L’irruzione del Cristo

Il Cristo fuori, invece, è un Cristo che non dimora nel mio essere, un Cristo esterno e occasionale, un grande Ente che non comunica, un quadro mai esplorato. Il Cristo dentro e in uscita vince il mondo attraverso l’inedito del Cristo fa; mentre il Cristo fuori soccombe alla normativa/mondo.

  • Il Cristo fa è la replica migliore alla società materialista e capitalistica di oggi?

Il Cristo fa vince il mondo attraverso me. Il mondo è l’insieme dei miei puntini neri e vecchi che annebbiano il secondo sguardo e mi inchiodano nell’odio e nella logica-mondo che mi vuole lupo di mio fratello, tiranno e princeps per qualche dollaro in più. Il Cristo fa mi rende mistico della quotidianità, cioè una persona continuamente rinnovata, non perché io abbia meriti, talenti o perché sono bello e sapiente, ma in quanto Lui dimora nel mio spazio segreto e sconfigge i prodotti della terra intonando la bellezza e l’odore della verità. Oggi devo far fare a Cristo quel che io, nella mia debolezza hobbesiana, non posso fare. Ma non basta dirlo!

Credo che questo sia il tempo dell’azione/più. Non l’azione ordinaria di chi gode della serenità che non tocca, ma l’azione che fa un secondo evento e libera…, quella che mi permette di muovermi con Lui e verso di te. Se la mia parola è più lunga del mio sentire, torno al punto di partenza e sposo nell’estrinseco la cristianità, tifando ad oltranza per riti e folklore.

  • Quindi, mi sembra di capire, vi sono due tipi di cristianesimo?

La differenza, a mio parere, risiede fra il “mistico della quotidianità” e il “cristiano moderato”. Il primo, che prima annunciavo, non è un alieno, uno strano che parla con Dio dalla mattina alla sera, fa rosari sotto la doccia e magari elude l’incontro normale con i suoi simili.

Il “mistico” di oggi è chi ha vinto la sua ombra o il delirio di onnipotenza, e si veste del “Figlio dell’uomo”. Il mistico mangia, scherza e lavora come chiunque altro, solo che il suo io cede il posto a Cristo. E chi ha Cristo dentro non si arrabbia, non scambia il suo viso con una maschera pronta alla guerra, alle crociate, ai fondamentalismi della spada, dell’oratoria o degli stupidi scambi social.

cristianesimo oggi

Chi ha Cristo dentro non vuole vincere, non vuole arrivare primo, non rinforza la sua immagine, non si colloca al centro, non si diverte con le armi dell’individualismo proprietario, non confonde la Parola eterna con proposizioni di odio e di vendetta, proprio perché anela al Cristo in uscita e alla trasmissione imperfetta del mistero.

**RIGHE DI DATI:**
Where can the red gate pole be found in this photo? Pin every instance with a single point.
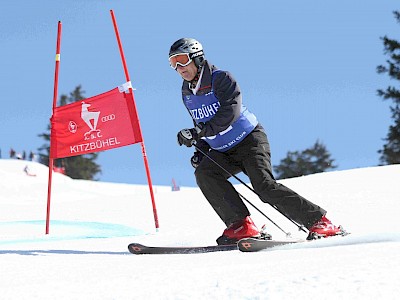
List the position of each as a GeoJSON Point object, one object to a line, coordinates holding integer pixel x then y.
{"type": "Point", "coordinates": [55, 95]}
{"type": "Point", "coordinates": [146, 164]}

**COMPITI ED ESERCIZI:**
[A] Rispondi alle seguenti domande sul brano:
(i) A che cosa soccombe il Cristo fuori?
(ii) Di quale azione è il tempo presente, secondo chi parla?
(iii) Fra quali due figure risiede la differenza indicata da chi parla?
[B] Trascrivi fedelmente il tratto del brano che va da "La differenza, a" fino a "i suoi simili.".
Per lo svolgimento, basati soltanto sul brano e non sul materiale.

**RISPOSTE:**
[A]
(i) Alla normativa/mondo.
(ii) Dell'azione/più.
(iii) Fra il "mistico della quotidianità" e il "cristiano moderato".

[B]
La differenza, a mio parere, risiede fra il “mistico della quotidianità” e il “cristiano moderato”. Il primo, che prima annunciavo, non è un alieno, uno strano che parla con Dio dalla mattina alla sera, fa rosari sotto la doccia e magari elude l’incontro normale con i suoi simili.